WHAT THE TASK REQUIRES |
Reproduce all of the rows below verbatim, changing nothing.

Rows from a dataset
* * *

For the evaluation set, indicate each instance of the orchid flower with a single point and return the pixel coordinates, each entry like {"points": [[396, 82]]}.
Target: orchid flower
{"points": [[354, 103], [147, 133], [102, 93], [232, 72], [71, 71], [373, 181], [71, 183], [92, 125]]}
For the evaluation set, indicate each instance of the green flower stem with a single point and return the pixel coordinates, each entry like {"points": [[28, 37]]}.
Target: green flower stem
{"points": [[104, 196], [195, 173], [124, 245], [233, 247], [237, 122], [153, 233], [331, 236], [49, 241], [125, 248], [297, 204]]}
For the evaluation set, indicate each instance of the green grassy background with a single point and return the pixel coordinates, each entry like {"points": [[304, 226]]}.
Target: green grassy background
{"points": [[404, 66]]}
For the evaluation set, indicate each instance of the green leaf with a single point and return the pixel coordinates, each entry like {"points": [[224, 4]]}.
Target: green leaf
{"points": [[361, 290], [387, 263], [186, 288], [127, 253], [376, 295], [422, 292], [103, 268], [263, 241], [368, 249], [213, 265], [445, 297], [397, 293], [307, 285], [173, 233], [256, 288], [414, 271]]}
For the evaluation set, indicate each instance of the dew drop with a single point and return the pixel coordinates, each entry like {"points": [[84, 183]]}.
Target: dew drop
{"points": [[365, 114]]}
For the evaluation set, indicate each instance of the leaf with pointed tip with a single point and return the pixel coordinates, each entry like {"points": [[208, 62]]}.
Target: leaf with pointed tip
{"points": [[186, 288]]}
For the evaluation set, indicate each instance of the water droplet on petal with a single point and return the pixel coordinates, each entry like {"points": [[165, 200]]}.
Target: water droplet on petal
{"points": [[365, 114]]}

* * *

TASK RESULT |
For the evaluation set, indicate each instance of the orchid flower with a single point and return the pixel coordinates, each entry like {"points": [[396, 82]]}.
Target: orchid flower
{"points": [[354, 103], [147, 133], [102, 93], [232, 72], [71, 71], [373, 181], [71, 183], [92, 125]]}
For the evaluation set, indicate each instance of the green flower stem with a single point and return the pixel coordinates, each entry like {"points": [[28, 37]]}.
Target: green flower stem
{"points": [[104, 196], [195, 173], [124, 245], [233, 247], [237, 122], [153, 233], [331, 236], [49, 241], [125, 248], [297, 204]]}
For the evaluation set, indicate each instance of the green grassy background with a single point and return the pixel coordinates, each entry like {"points": [[304, 226]]}.
Target: green grassy background
{"points": [[404, 66]]}
For the evaluation set, indicate each instance of the green leaf with a single point and return the pixel coordinates, each entry like {"points": [[224, 4]]}.
Target: green leaf
{"points": [[361, 290], [387, 263], [186, 288], [127, 253], [376, 295], [422, 292], [103, 268], [263, 241], [368, 249], [213, 265], [445, 297], [397, 293], [307, 285], [173, 233], [256, 288], [414, 271]]}
For the evaluation set, indicate each instance of the dew drop with a single point and return the pixel coordinates, each entry like {"points": [[84, 183]]}.
Target: dew drop
{"points": [[365, 114]]}
For the evaluation set, indicate each instance of the leaf with pointed tip with a single point and return the pixel coordinates, each entry like {"points": [[208, 62]]}.
Target: leaf with pointed tip
{"points": [[186, 288]]}
For the evaluation set, indicate each instance of the water droplet on petal with a single point and return the pixel coordinates, each entry like {"points": [[165, 200]]}.
Target: water droplet on petal
{"points": [[365, 114]]}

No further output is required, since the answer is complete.